> _Data shown_:
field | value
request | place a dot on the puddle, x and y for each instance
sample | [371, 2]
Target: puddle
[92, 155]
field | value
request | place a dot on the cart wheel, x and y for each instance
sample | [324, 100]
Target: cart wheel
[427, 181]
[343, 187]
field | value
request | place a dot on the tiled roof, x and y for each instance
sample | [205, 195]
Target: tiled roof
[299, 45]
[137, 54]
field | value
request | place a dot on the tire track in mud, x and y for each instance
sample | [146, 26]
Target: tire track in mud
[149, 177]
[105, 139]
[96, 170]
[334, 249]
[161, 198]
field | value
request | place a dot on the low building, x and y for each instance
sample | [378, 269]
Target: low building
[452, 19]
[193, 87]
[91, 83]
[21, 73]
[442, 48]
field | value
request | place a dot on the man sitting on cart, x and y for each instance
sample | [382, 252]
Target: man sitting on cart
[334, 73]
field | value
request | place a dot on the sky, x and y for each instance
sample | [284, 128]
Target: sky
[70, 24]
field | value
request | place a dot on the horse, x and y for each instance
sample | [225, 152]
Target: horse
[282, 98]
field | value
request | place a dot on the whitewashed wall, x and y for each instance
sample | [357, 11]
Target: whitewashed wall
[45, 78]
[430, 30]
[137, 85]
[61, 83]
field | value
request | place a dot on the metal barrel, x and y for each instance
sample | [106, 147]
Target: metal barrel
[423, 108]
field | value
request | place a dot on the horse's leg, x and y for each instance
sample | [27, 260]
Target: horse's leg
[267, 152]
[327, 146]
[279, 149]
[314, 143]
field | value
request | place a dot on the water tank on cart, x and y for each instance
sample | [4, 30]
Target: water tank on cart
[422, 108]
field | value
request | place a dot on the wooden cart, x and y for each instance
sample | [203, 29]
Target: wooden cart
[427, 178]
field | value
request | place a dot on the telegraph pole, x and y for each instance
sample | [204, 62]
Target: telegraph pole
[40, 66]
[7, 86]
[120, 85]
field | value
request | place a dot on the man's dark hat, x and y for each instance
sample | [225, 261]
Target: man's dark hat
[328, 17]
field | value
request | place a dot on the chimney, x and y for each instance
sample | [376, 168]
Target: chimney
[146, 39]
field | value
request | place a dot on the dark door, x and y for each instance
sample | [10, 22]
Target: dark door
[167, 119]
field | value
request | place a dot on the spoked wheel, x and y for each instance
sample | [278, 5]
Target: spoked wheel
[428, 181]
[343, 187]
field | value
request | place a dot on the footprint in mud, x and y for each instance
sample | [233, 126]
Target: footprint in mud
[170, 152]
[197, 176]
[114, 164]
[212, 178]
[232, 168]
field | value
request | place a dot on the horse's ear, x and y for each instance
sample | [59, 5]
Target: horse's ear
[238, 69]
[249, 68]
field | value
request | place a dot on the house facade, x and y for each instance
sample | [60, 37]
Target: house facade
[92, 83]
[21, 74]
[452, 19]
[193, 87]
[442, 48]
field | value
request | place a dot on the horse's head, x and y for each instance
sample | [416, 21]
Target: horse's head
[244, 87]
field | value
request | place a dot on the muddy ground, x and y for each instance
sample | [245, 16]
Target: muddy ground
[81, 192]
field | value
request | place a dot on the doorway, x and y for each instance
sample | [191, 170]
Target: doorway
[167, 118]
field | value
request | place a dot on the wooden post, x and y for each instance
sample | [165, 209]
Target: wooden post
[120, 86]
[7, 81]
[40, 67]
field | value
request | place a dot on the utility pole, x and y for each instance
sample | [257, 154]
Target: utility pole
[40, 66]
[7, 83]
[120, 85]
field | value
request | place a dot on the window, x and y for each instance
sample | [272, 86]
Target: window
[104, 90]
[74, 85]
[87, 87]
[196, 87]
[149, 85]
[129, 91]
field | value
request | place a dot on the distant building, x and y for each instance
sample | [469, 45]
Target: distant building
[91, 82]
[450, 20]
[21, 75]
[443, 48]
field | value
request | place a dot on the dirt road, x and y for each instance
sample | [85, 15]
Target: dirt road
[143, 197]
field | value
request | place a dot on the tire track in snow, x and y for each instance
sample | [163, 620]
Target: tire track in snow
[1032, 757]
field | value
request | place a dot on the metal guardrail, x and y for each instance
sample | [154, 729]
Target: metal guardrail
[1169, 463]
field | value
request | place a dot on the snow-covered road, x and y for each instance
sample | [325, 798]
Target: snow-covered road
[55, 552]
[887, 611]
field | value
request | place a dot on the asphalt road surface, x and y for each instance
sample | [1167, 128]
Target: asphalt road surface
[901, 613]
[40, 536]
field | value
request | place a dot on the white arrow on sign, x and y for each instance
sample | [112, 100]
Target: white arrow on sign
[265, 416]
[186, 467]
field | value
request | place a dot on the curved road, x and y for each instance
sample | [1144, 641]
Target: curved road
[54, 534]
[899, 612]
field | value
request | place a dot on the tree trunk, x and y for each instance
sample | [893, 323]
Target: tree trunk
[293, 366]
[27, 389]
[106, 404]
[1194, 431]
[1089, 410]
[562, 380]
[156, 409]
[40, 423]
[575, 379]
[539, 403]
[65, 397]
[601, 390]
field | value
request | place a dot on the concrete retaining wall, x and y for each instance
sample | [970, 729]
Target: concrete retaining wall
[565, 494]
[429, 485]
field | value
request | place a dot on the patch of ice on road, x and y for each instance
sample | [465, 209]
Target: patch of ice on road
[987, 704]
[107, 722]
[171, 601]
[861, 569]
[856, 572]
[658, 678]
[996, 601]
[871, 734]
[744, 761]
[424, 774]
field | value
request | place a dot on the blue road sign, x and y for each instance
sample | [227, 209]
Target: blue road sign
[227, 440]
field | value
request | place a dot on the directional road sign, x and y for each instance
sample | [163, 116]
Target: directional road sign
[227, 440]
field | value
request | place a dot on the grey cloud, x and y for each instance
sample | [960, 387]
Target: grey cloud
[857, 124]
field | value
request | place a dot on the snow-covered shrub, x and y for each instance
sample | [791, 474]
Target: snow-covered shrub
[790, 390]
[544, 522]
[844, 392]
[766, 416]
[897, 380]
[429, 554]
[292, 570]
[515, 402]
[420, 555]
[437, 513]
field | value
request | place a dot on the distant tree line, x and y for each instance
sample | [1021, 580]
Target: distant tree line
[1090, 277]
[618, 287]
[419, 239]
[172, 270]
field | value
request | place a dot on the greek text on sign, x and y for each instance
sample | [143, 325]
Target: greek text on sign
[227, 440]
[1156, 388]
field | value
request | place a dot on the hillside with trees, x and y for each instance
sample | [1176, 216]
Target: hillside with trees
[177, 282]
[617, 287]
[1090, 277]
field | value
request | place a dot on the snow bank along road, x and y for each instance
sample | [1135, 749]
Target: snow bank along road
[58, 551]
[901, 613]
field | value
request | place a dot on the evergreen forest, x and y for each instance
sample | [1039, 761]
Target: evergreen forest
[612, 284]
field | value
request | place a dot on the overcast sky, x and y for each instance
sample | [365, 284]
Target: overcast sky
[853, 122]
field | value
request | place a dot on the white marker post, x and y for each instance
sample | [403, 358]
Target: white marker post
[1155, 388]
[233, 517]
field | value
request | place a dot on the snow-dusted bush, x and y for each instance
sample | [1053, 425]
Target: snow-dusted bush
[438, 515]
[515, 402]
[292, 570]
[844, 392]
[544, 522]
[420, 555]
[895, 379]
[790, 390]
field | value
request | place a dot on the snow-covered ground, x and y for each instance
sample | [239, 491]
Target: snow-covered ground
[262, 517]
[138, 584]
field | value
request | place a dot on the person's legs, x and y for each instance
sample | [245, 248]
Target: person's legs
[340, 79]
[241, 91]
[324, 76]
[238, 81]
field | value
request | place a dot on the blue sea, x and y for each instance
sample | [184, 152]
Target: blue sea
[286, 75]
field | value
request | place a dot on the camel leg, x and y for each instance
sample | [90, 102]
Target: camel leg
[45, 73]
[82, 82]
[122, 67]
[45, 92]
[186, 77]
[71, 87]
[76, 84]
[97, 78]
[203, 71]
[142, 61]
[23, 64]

> _Directive_:
Please pick out and copy every line in the records above that contains the word "cart". Case counts.

> _Finished exercise_:
request | place a dot on the cart wheel, x and y for each instance
Target: cart wheel
request | place a dot on the man sitting on cart, x and y for each instance
Target: man sitting on cart
request | place a dot on the water tank on cart, x and y for each instance
Target: water tank on cart
request | place a dot on the wooden cart, x and y for each instance
Target: wooden cart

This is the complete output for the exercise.